Reproduce the listing below word for word, leaving the pictures out of your answer.

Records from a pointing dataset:
__________

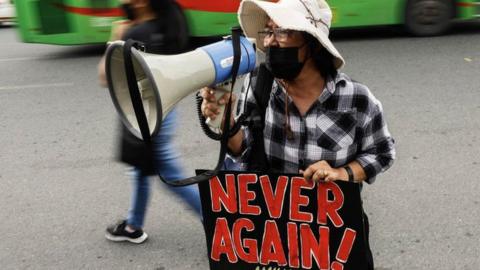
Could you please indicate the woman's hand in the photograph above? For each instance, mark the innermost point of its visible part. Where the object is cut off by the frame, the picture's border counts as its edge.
(211, 106)
(321, 171)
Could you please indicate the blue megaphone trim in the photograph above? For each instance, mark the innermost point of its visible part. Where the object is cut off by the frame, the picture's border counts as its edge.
(221, 54)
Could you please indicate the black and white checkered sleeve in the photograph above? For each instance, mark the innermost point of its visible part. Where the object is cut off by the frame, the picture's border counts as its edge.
(377, 152)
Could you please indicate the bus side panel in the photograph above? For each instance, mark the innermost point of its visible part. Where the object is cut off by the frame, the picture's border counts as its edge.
(204, 23)
(66, 22)
(353, 13)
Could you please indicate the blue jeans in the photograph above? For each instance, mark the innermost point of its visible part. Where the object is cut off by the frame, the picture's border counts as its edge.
(168, 165)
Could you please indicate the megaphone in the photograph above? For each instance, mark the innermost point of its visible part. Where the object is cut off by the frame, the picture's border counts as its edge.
(164, 80)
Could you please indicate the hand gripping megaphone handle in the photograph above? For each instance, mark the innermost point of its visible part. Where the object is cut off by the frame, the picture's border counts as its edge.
(216, 124)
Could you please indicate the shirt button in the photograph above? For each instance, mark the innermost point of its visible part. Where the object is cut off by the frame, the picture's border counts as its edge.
(301, 164)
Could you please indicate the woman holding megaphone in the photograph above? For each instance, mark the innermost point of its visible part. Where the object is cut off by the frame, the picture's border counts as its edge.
(317, 122)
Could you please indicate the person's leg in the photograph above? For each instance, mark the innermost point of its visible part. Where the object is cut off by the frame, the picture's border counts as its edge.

__________

[Written answer]:
Could you please indicate the woman's hand in the photograph above? For each instance, mark the innermost point of its visible part. Where the object is cut off by the frame, the picture's border counts as its edge.
(211, 106)
(321, 171)
Could you please indicate the blue megaphone trim in the photograph above? For each instance, mark the innermost point of its visible part. Where the object is cut off by the frame, the picture's border counts as its edge.
(221, 54)
Could you please indicate the black and white checkered sleeve in the photograph above? For each instance, mark the innermost point of its visible part. Where the object is cut off by the frame, the picture's border counts as its edge.
(377, 152)
Could you please indicate the bus side panel in the photograph above? For each instance, mark the innermost point of its visible part. Where the object is cut off by the frame, the picture's border counts as its edge.
(204, 23)
(66, 22)
(353, 13)
Could you please indicate the blue jeans in the photograph above? For each instance, mark the innermost point of its visible part. Where the object is cut off by the frame, the picture's border counts as its edge.
(168, 165)
Could you please indicate the megaphone in the photograph above? For each instance, mark the innermost point of its visible part. Where the object is cut off by the frame, the picture's border counts as its edge.
(164, 80)
Could you please indicate the hand gripping megaphone handle in the photograph above? For each instance, mark the innermost point of its visible part. Where the object is cut off by the frame, the picture's border counts as its edge.
(216, 124)
Could you please indicate the shirt button in the photograph above? For each instance, mark the innermost point of its visible part. Where the object is cut off by the frame, the picture's border counts as its edge.
(301, 164)
Could you please indicate the woman holding megaphone in the photograph above? For each instance, mark the innermost point of its visible part. Where the object is cut off by the frame, the picture's border counts as its edge.
(317, 122)
Could you please indicate the person's leg in the photograph above? For each instance, mark the innermost point of its visible part. Where the object is cut off by the frame, the picture's border counts as its edge.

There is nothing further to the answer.